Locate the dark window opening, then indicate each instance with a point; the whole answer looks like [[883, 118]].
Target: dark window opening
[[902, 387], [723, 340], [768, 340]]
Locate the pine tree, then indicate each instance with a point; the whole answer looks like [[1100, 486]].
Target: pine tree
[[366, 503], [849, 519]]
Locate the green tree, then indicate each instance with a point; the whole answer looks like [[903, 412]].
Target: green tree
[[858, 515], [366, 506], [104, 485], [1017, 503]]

──────────────────────────────

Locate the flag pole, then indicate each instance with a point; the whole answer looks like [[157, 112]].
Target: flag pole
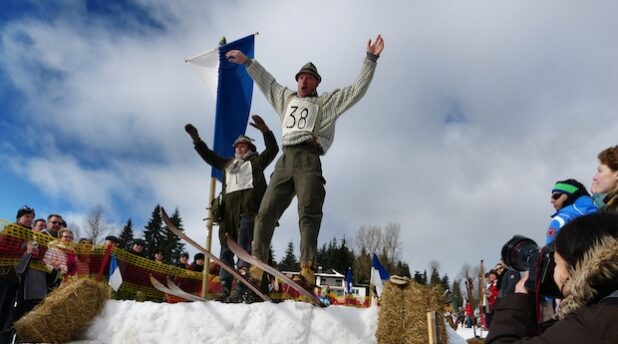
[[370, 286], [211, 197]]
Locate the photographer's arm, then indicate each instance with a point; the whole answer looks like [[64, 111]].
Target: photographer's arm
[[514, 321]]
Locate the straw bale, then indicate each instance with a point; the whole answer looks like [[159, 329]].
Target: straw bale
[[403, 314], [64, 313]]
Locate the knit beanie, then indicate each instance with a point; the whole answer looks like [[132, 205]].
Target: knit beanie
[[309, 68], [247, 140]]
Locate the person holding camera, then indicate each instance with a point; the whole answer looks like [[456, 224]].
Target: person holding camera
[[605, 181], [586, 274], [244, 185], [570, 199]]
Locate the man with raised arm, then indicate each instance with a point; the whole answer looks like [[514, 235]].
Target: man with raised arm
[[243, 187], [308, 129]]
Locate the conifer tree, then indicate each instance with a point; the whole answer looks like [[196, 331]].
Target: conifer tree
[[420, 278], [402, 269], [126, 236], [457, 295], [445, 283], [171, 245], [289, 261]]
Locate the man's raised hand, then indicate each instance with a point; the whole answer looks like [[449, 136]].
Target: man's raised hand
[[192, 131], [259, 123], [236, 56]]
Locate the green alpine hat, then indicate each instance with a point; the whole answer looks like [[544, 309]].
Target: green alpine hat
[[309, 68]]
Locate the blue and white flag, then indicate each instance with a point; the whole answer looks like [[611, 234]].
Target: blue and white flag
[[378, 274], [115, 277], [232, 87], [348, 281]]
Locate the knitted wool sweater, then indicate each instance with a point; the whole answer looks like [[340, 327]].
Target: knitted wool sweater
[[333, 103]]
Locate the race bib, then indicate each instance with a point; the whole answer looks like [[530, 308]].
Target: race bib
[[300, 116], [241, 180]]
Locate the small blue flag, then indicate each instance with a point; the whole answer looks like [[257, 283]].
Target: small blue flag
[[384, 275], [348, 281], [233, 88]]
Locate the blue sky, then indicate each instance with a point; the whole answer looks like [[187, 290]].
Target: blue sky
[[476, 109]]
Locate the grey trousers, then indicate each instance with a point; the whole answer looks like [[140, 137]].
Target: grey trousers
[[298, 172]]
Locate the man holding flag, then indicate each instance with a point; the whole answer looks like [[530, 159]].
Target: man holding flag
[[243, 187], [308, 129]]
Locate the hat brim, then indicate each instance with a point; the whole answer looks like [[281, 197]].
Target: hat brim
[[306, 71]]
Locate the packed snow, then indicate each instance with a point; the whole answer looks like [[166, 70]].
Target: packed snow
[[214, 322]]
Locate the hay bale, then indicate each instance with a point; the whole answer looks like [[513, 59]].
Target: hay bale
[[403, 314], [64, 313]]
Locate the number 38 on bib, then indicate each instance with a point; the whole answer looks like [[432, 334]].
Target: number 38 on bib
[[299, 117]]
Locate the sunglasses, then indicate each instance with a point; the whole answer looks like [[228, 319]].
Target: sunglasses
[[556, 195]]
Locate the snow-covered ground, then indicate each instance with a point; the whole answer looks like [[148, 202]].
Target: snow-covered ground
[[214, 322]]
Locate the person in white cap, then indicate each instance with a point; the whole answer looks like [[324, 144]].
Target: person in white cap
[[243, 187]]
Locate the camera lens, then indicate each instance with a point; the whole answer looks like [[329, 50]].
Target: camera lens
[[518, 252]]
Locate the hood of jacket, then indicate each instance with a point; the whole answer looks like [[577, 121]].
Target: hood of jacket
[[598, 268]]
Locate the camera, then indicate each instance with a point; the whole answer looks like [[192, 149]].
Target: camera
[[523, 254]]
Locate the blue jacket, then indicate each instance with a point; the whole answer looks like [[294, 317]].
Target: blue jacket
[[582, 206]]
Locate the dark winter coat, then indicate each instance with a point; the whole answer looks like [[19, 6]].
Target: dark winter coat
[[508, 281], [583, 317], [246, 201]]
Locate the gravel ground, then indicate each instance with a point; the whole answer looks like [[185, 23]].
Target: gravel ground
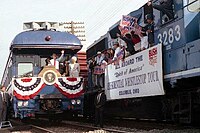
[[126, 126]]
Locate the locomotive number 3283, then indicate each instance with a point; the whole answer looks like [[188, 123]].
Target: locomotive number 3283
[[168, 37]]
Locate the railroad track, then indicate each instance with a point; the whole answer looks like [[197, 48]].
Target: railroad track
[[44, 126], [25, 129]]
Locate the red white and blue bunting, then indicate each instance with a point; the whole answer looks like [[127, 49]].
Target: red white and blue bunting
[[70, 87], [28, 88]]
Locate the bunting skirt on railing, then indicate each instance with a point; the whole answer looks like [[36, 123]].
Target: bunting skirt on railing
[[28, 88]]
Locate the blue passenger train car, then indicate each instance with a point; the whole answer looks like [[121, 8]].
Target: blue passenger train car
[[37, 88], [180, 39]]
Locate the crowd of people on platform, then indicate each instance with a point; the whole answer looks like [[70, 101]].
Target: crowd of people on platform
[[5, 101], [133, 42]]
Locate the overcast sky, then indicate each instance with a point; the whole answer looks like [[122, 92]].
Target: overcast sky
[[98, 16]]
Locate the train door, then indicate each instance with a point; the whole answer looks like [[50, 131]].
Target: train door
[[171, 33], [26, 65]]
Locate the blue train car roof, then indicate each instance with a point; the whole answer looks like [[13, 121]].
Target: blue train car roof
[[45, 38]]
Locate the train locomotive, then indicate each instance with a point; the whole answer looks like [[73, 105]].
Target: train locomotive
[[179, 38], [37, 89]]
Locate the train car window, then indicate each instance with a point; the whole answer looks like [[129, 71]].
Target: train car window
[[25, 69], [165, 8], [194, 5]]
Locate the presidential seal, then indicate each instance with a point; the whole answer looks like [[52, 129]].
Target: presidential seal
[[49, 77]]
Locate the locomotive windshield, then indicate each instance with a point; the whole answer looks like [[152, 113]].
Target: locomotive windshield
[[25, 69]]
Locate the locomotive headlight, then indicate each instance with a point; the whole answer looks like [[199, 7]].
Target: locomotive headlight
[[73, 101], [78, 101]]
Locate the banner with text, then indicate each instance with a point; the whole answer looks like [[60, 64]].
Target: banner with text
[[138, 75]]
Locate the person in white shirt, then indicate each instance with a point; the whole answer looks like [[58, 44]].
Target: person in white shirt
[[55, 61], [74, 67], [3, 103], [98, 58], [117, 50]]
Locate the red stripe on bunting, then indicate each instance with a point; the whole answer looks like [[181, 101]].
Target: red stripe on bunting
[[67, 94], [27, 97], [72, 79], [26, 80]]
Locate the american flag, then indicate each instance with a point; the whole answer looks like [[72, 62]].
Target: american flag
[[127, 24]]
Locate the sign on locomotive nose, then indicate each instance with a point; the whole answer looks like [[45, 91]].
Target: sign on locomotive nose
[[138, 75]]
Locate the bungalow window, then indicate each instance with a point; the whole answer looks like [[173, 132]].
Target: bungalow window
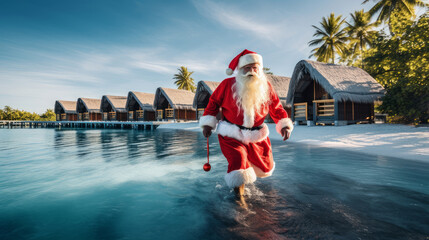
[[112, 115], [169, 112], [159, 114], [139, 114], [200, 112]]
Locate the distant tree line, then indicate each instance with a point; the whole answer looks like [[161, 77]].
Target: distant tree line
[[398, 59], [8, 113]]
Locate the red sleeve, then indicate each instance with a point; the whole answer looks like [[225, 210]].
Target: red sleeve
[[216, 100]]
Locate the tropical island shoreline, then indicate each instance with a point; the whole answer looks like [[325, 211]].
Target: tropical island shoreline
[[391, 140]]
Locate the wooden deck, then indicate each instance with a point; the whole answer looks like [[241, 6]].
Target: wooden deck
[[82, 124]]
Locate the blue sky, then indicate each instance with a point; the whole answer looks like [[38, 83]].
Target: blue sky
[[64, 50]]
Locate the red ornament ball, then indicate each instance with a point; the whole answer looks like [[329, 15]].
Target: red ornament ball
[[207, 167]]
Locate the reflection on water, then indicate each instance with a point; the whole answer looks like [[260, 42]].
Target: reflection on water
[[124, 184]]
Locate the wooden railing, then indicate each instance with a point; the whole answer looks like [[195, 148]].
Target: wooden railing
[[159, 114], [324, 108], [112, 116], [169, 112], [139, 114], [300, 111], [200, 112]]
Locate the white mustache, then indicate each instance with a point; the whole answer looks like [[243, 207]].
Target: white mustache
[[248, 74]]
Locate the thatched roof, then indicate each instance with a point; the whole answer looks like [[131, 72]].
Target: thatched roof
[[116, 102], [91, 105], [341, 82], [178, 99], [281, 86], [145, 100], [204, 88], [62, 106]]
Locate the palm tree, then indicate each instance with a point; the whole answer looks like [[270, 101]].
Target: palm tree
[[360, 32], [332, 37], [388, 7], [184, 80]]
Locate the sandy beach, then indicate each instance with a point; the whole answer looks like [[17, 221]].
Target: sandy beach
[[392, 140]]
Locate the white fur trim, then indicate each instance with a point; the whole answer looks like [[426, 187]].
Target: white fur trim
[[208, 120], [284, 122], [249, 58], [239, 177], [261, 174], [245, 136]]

──────────────────────────────

## Assignment
Print only what lies in the material above starting at the line with "Locate the dark window" and ending at the line with "Locate the green tree, then", every line exactly as given.

## Task solution
Locate the dark window opening, then indicate each instance with a point; the whole answer looks like [[883, 118]].
Target: dark window opening
[[902, 387], [723, 340], [768, 340]]
Locate the pine tree, then indicate each instance with a point; the whole answer looks like [[1100, 486]].
Target: pine tree
[[366, 503], [849, 519]]
Locate the green tree, then indicate each instance with a point; the whole answer looks like [[903, 412]].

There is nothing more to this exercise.